- [Short task]:
Answer these questions from the passage below on women entering the workforce, numbering each answer to match.
1. What further incentive to hire women did employers realize they had?
2. What did the writer tell the husband from the beginning about working after they got married?
3. For how long did the husband complain about how hard the writer made it on him?
--- BEGIN Supplied passage ---
When it became normal for women to enter the workplace that affected the whole job system, men who were otherwise capable were not hired in some cases to make room for the increased flow of women into the workforce. As you stated employers realized they could pay women less to do most jobs and that was a further incentive to hire them even without the anti-discrimination laws. When men realized that women wanted to work outside the homes this took pressure off of them to work as long or as hard to make ends meet. Families realized that by working two jobs they could have most of the material goods they wanted and didn't need to struggle or save to get what they wanted.
Then a few generations passed, men started to expect their women to work jobs and take care of the household/children. Enter my generation i.e. the Millenials. Our men are lazier and more entitled than generations of the past, they expect women to pick up their slack and to be co-providers for the household. My husband for example after we were married thought I was going to give him children and work a job outside the home so he could work as less as possible come home and play videogames. NOPE! I told him from the beginning that I was not going to work outside our home once we got married and he was going to have to step up and be a man. Good news is that he did, but not without him telling me for half a year how hard I made it on him and that I should get a job and help out.. I stuck to my guns, my place was in the home and I wasn't going to do it. If he didn't like it, well he knew where the door was and not to let it hit his buttcheeks on the way out.
--- END Supplied passage ---
--- BEGIN Dataset records ---
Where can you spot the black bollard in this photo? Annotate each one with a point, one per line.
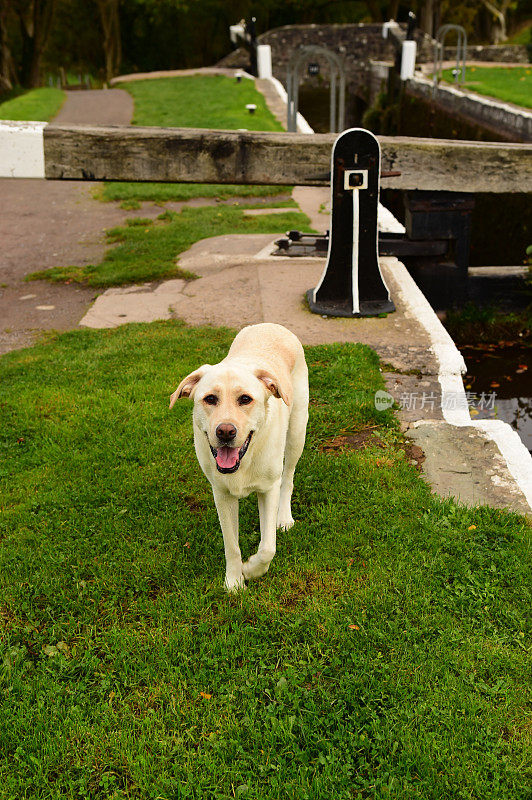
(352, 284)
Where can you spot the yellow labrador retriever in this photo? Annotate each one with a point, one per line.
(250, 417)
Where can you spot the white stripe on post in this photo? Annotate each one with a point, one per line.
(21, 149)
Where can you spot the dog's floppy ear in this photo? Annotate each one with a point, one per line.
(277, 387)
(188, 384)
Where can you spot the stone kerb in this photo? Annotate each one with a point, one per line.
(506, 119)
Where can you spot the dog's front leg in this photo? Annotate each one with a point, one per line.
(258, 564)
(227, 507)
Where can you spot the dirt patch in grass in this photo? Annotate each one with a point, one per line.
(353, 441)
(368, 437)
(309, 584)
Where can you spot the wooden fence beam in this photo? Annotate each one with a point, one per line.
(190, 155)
--- END Dataset records ---
--- BEGIN Dataset records ---
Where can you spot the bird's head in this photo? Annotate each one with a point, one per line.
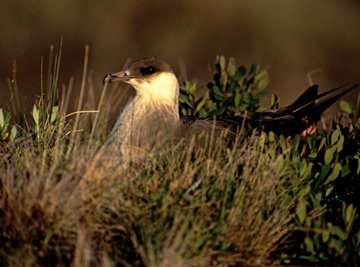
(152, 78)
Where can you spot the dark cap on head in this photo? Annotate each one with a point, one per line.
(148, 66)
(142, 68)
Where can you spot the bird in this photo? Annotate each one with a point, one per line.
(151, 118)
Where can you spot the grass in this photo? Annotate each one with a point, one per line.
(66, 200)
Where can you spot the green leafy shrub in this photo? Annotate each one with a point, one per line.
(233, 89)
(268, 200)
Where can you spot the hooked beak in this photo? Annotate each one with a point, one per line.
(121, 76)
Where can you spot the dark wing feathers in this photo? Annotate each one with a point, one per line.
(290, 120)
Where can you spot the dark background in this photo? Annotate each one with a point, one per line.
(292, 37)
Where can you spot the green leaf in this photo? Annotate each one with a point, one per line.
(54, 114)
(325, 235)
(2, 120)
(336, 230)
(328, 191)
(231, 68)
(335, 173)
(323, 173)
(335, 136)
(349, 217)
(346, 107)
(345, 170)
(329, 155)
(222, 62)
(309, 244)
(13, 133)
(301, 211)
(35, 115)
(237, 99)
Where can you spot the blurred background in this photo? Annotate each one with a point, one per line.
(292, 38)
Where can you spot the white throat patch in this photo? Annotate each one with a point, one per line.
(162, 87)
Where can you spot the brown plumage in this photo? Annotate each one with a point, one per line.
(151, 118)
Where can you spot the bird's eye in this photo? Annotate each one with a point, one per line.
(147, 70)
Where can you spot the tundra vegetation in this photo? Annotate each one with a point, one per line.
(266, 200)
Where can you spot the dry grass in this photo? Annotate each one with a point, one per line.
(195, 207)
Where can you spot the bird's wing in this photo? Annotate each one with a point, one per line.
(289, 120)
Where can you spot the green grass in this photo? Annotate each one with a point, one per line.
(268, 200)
--- END Dataset records ---
- [Solution to this exercise]:
1. Employers realized they could pay women less to do most jobs.
2. The writer said they would not work outside their home once they got married, and the husband would have to step up and be a man.
3. For half a year.